§ **ABOUT THIS EXERCISE**:
Look through the records below and copy each line that includes the word "wristwatch".

== == ==

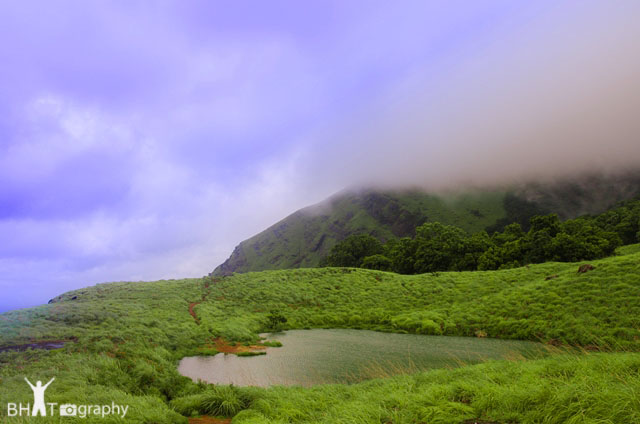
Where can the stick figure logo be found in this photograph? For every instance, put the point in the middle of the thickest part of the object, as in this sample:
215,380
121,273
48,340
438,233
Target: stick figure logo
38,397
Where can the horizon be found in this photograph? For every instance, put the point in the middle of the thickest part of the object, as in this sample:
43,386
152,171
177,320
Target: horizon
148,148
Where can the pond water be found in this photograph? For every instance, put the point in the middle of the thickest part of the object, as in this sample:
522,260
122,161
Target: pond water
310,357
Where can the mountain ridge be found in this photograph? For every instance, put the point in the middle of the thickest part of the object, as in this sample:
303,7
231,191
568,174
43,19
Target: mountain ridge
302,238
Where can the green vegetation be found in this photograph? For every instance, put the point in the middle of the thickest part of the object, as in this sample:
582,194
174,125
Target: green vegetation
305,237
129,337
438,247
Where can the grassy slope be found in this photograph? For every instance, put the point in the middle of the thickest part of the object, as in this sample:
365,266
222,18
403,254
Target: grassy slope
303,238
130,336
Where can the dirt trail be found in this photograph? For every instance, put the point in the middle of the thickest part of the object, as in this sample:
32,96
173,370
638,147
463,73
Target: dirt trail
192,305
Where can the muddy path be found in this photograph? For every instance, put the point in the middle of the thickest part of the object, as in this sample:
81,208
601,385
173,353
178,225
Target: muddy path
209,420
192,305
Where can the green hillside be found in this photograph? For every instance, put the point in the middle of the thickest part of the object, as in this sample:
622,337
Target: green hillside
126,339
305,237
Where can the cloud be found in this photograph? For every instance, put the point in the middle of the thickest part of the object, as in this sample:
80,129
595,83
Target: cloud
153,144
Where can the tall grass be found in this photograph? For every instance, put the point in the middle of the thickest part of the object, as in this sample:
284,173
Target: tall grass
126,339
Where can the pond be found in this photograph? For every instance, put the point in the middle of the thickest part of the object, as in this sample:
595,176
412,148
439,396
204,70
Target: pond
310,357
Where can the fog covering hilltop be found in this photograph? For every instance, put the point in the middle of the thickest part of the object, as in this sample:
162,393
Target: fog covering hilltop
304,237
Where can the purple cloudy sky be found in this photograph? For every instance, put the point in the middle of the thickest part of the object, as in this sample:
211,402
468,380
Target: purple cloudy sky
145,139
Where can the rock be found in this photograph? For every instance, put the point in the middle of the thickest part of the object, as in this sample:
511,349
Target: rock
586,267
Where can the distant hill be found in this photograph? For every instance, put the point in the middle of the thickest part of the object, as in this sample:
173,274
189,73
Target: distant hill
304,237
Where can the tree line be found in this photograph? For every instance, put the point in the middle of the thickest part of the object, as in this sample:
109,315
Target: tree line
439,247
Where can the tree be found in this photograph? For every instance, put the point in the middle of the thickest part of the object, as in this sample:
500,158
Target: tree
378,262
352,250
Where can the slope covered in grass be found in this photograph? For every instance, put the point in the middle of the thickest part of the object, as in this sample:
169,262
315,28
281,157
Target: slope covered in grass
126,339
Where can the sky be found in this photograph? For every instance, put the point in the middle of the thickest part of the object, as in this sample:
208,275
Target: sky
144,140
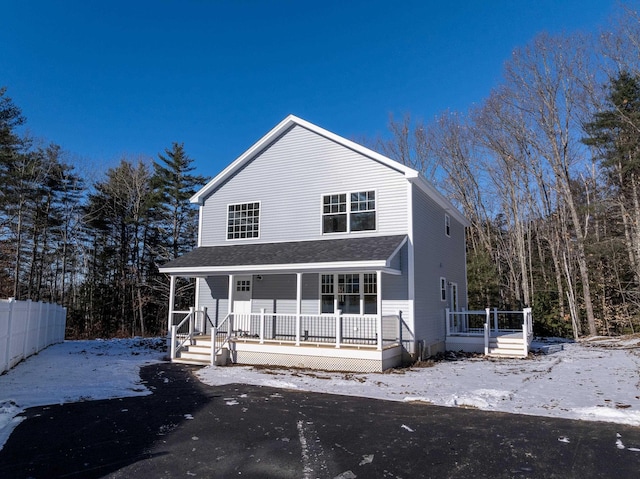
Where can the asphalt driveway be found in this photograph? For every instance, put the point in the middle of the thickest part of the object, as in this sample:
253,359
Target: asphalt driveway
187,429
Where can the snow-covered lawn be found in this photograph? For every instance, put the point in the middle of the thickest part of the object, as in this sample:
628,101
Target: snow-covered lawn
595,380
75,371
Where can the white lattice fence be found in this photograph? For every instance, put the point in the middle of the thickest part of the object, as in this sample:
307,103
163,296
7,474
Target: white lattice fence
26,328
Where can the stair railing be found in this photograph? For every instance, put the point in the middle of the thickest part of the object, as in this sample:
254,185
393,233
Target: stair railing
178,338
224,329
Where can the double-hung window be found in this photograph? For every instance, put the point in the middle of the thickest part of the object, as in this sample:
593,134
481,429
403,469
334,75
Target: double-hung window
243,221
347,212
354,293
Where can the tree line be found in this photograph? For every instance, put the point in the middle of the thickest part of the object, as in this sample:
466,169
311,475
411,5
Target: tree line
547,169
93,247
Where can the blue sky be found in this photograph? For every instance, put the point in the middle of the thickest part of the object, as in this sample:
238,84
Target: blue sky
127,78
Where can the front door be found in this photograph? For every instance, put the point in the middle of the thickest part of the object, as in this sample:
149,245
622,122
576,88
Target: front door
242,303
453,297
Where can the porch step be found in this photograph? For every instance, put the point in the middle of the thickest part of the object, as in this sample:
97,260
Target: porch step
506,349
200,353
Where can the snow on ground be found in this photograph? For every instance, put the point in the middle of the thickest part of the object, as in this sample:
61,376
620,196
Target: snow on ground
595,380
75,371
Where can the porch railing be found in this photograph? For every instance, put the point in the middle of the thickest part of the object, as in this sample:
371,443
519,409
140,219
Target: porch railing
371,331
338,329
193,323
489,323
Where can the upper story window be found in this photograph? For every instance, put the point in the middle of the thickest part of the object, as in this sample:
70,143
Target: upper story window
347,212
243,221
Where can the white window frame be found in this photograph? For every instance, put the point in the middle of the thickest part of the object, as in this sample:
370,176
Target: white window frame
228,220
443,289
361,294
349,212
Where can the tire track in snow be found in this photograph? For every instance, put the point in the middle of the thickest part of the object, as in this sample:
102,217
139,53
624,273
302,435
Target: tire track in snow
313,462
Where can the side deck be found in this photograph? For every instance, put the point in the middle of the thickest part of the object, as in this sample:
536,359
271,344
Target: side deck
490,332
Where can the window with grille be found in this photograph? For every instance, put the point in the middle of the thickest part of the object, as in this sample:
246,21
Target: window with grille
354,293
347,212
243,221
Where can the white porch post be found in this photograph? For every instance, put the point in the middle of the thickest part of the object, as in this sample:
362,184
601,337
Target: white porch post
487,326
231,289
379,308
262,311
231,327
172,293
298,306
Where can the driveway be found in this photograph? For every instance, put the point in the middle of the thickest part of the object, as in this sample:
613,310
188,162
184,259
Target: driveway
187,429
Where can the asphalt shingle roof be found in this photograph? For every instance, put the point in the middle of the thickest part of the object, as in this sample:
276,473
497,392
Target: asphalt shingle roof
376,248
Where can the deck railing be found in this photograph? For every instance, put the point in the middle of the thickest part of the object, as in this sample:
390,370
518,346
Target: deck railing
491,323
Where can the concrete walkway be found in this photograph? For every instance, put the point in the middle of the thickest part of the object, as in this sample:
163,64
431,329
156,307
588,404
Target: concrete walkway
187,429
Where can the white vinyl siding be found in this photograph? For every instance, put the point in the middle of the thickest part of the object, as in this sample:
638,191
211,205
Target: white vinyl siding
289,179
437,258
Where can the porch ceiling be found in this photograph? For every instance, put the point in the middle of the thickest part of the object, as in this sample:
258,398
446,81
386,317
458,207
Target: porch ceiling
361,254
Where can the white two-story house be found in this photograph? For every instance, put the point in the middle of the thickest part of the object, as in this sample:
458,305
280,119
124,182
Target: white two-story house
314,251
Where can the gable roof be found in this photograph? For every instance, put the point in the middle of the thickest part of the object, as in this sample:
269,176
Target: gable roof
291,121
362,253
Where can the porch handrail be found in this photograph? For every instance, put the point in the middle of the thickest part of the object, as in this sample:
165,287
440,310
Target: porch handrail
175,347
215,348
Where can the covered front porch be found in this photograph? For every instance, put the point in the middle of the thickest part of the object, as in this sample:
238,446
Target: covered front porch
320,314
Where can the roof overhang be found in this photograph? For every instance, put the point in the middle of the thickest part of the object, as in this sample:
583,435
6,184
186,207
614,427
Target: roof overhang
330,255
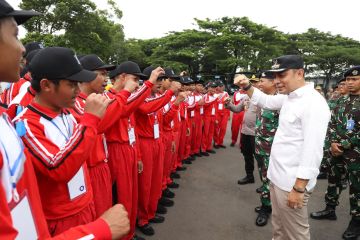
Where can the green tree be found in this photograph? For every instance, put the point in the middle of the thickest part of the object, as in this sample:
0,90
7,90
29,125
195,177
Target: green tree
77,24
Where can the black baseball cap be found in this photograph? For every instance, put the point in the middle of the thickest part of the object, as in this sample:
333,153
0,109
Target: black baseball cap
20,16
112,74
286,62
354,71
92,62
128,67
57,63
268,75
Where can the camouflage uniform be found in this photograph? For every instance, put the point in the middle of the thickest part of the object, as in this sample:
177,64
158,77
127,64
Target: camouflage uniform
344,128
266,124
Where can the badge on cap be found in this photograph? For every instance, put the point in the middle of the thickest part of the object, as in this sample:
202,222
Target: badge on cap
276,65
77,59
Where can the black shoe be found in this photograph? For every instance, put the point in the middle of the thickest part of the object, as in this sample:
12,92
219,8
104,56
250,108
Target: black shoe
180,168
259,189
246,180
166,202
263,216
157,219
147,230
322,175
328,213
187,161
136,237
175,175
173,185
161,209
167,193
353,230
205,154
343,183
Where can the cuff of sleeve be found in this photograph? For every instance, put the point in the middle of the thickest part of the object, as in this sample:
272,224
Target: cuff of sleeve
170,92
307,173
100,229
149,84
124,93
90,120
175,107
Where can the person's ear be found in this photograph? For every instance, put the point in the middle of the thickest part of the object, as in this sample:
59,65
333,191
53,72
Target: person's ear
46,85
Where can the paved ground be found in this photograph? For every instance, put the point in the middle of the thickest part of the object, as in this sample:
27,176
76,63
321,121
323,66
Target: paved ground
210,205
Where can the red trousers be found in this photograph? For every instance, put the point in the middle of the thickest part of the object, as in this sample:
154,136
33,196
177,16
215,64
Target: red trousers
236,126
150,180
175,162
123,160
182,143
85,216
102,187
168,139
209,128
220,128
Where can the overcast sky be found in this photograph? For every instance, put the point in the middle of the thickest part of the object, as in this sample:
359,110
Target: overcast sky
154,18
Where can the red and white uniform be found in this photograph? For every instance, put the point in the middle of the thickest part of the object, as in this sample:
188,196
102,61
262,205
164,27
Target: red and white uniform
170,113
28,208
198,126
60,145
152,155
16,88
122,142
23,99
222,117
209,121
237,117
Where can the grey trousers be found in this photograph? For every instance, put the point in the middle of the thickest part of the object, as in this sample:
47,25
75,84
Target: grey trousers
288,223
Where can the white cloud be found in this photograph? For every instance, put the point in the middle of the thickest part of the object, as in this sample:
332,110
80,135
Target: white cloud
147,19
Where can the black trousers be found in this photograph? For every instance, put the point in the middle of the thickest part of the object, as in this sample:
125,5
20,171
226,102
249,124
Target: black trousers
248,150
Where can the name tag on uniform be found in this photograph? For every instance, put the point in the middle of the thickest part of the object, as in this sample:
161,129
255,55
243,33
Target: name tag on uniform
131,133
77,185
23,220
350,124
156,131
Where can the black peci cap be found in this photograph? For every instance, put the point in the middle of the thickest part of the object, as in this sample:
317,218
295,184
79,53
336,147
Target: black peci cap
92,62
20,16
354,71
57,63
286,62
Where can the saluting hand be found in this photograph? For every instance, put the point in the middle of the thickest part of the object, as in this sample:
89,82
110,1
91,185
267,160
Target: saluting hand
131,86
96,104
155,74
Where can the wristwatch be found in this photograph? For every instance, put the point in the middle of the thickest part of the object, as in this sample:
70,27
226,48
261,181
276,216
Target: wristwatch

== == ==

§ **TASK ANSWER**:
Where can the wristwatch be found in this photograph? For every instance, put the point in the middle of the thickest part of the object, as in this sample:
Target: wristwatch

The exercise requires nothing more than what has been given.